**Exercise set:**
• a. In the neural ODE passage below, whose documentation served as the guide for writing the AdamW optimiser?
• b. Pick up the neural ODE passage below from its final line and carry it on.

We'll also implement the OdeSystemAdjoint trait for NeuralOde, which will allow us to use the adjoint method to calculate gradients of out loss function with respect to the parameters of the neural network. As an example, here is the implementation of the NonLinearOp trait:

impl NonLinearOp for Rhs<'_> {
    fn call_inplace(&self, x: &Self::V, _t: Self::T, y: &mut Self::V) {
        let mut y_input = self.0.input_y.borrow_mut();
        y_input
            .iter_mut()
            .zip(x.iter())
            .for_each(|(y, x)| *y = *x as f32);
        let outputs = self
            .0
            .rhs
            .run(
                inputs![
                    "p" => self.0.input_p.view(),
                    "y" => y_input.view(),
                ]
                .unwrap(),
            )
            .unwrap();
        let y_data = outputs["Identity_1:0"].try_extract_tensor::<f32>().unwrap();
        y.iter_mut()
            .zip(y_data.as_slice().unwrap())
            .for_each(|(y, x)| *y = *x as f64);
    }
}

We'll also need an optimiser, so we'll write an AdamW algorithm using the definition in the PyTorch documentation as a guide:

impl AdamW {
    fn new(nparams: usize) -> Self {
        let lr = 1e-2;
        let betas = (0.9, 0.999);
        let eps = 1e-8;
        let m = V::zeros(nparams);
        let m_hat = V::zeros(nparams);
        let v = V::zeros(nparams);
        let v_hat = V::zeros(nparams);
        let lambda = 1e-2;
        Self {
            lr,
            betas,
            eps,
            m,
            m_hat,
            v,
            v_hat,
            lambda,
            t: 0,
        }
    }

    fn step(&mut self, params: &mut V, grads: &V) {
        self.t += 1;
        params.mul_assign(1.0 - self.lr * self.lambda);
        self.m.axpy(1.0 - self.betas.0, grads, self.betas.0);
        self.v.axpy(
            1.0 - self.betas.1,
            &grads.component_mul(grads),
            self.betas.1,
        );
        self.m_hat = &self.m / (1.0 - self.betas.0.powi(self.t));
        self.v_hat = &self.v / (1.0 - self.betas.1.powi(self.t));
        params
            .iter_mut()
            .zip(self.v_hat.iter())
            .zip(self.m_hat.iter())
            .for_each(|((params_i, v_hat_i), m_hat_i)| {
                *params_i -= self.lr * m_hat_i / (v_hat_i.sqrt() + self.eps)

**Collected data:**

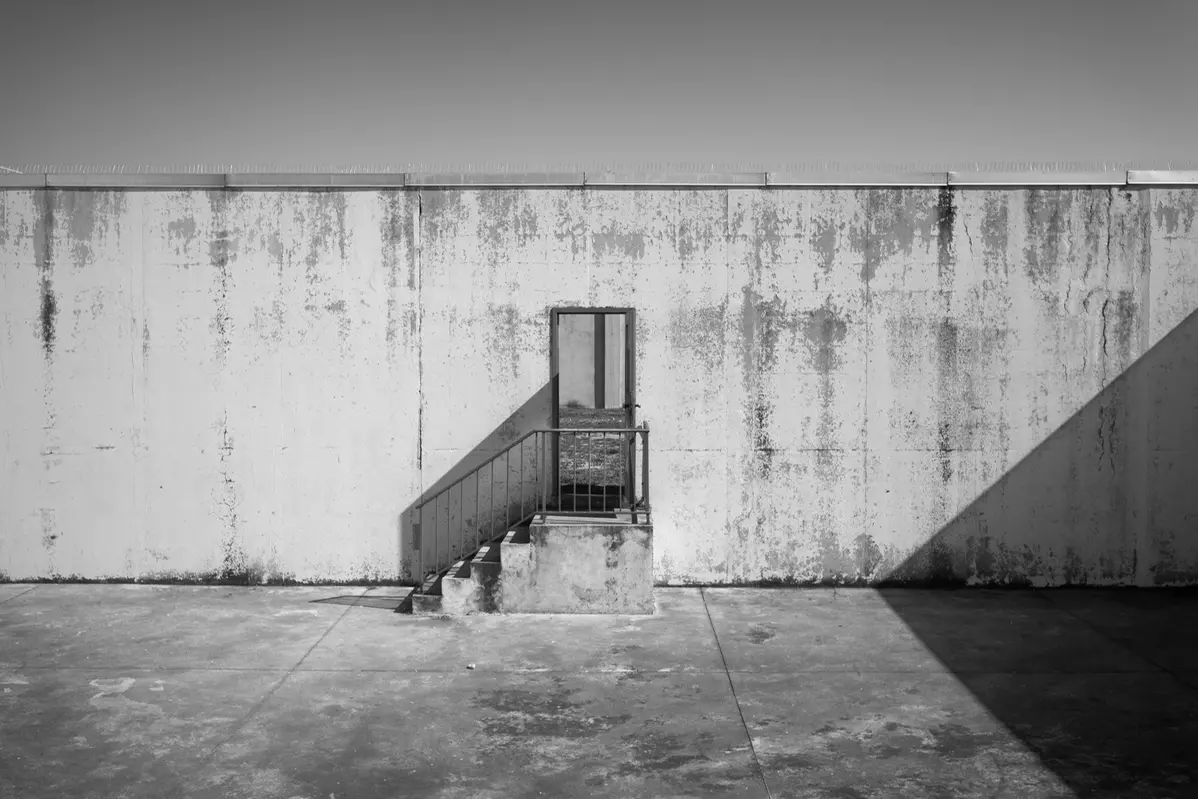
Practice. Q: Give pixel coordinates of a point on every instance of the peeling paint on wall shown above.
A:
(944, 410)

**Outputs:**
• a. The PyTorch documentation.

• b.
            });
    }
}

We'll then define our loss function, which will return the sum of squared errors between the solution and the data points, along with the gradients of the loss function with respect to the parameters. Since the size of the parameter vector is quite large (>2000), we'll use the adjoint method to calculate the gradients.

fn loss_fn(
    problem: &mut OdeSolverProblem<NeuralOde>,
    p: &V,
    ts_data: &[T],
    ys_data: &M,
    g_m: &mut M,
) -> Result<(T, V), DiffsolError> {
    problem.eqn.set_params(p);
    let (c, ys) = problem
        .bdf::<LS>()?
        .solve_dense_with_checkpointing(ts_data, None)?;
    let mut loss = 0.0;
    for j in 0..g_m.ncols() {
        let delta = ys.column(j) - ys_data.column(j);
        loss += delta.dot(&delta);
        let g_m_i = 2.0 * delta;
        g_m.column_mut(j).copy_from(&g_m_i);
    }
    let adjoint_solver = problem.bdf_solver_adjoint::<LS, _>(c, Some(1)).unwrap();
    let soln = adjoint_solver.solve_adjoint_backwards_pass(ts_data, &[g_m])?;
    Ok((loss, soln.into_common().sg.pop().unwrap()))
}

Finally, we can train the neural network to predict the weather. Following the example given in the linked blog post above, we'll train in stages by increasing the number of datapoints by four each time. Each time we'll train for 150 steps using the AdamW optimiser.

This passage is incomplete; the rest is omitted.